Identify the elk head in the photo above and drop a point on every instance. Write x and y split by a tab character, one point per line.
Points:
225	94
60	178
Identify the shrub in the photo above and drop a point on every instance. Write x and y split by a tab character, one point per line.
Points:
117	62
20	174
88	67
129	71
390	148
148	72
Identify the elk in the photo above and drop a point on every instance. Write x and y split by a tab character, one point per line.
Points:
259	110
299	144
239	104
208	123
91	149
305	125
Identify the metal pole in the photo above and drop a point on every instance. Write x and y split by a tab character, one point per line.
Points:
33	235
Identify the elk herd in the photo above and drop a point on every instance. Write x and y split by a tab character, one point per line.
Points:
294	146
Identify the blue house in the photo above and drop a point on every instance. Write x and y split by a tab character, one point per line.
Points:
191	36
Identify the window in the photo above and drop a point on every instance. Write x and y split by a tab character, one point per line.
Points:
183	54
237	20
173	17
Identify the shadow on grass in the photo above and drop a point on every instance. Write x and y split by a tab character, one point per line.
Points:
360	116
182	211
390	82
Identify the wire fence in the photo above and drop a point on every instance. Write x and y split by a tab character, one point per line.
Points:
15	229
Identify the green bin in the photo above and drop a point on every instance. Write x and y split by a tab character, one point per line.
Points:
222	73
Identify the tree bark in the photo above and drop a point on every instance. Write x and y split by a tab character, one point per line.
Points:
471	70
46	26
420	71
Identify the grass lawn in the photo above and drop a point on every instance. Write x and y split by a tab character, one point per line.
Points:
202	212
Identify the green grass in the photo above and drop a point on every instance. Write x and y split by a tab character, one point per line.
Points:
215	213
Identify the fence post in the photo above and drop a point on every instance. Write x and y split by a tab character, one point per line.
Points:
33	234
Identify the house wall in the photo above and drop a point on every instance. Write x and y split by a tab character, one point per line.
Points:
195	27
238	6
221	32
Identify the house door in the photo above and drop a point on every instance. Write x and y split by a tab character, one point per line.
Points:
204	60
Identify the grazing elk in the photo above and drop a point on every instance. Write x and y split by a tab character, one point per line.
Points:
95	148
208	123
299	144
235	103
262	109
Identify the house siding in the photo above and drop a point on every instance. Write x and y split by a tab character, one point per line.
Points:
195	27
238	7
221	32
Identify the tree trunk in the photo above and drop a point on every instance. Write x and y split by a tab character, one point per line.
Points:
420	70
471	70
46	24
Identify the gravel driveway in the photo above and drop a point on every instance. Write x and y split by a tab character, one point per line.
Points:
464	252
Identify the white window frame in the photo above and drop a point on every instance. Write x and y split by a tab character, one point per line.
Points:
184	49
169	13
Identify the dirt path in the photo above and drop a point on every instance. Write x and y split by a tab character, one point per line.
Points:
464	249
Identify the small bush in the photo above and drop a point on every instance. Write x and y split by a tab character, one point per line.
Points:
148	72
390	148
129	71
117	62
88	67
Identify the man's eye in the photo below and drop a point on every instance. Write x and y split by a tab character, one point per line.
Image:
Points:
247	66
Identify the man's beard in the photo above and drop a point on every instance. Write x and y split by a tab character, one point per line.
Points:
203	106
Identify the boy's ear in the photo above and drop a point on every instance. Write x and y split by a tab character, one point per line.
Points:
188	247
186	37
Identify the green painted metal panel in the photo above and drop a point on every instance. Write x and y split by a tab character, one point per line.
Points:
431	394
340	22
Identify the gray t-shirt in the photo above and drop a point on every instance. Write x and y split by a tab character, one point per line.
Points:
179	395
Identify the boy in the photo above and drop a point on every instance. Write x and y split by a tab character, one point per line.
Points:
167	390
************
### Exercise description:
Report how many lines of the listing carry the word "window", and add nothing.

### Output of the exercise:
2